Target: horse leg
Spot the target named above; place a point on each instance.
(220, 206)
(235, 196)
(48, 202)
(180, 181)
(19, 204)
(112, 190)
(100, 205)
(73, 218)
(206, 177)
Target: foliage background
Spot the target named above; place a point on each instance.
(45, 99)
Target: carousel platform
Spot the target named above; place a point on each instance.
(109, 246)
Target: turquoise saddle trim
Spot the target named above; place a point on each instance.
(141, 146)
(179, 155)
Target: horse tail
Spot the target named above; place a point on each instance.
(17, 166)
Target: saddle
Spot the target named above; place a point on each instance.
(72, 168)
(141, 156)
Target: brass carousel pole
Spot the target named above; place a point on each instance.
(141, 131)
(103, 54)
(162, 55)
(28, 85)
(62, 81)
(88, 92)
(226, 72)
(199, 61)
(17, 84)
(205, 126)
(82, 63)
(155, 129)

────────

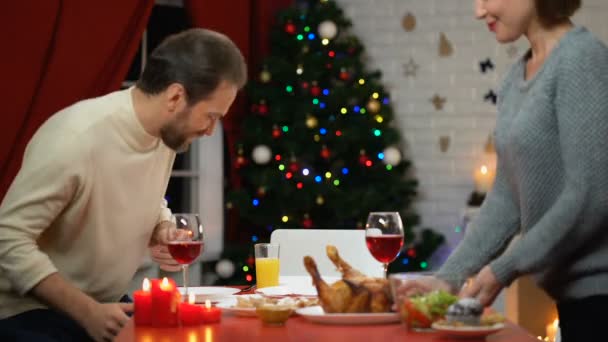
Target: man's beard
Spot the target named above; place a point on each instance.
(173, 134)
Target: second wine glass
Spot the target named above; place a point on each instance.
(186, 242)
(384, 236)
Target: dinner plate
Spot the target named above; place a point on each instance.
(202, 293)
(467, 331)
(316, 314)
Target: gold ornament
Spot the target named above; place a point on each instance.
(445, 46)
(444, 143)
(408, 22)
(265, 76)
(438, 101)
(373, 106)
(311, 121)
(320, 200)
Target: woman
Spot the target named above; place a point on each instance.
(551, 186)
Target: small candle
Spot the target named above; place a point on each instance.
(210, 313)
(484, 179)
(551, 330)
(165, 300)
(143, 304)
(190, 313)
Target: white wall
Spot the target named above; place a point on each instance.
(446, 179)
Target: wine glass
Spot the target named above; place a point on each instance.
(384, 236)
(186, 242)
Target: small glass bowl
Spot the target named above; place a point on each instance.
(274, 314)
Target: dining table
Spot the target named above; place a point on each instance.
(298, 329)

────────

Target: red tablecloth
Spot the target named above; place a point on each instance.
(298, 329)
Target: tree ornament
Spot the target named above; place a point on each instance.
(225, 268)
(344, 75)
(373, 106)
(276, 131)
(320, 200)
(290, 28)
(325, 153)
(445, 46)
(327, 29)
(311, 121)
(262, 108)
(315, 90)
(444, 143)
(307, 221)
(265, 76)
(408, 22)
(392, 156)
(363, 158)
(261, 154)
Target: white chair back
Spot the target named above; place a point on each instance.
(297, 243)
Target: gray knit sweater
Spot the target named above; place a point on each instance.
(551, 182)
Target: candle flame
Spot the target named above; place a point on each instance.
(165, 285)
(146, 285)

────────

Show every line of the data in which the word "white" appears.

* _EXERCISE RESPONSE_
Target: white wall
Target: white chair back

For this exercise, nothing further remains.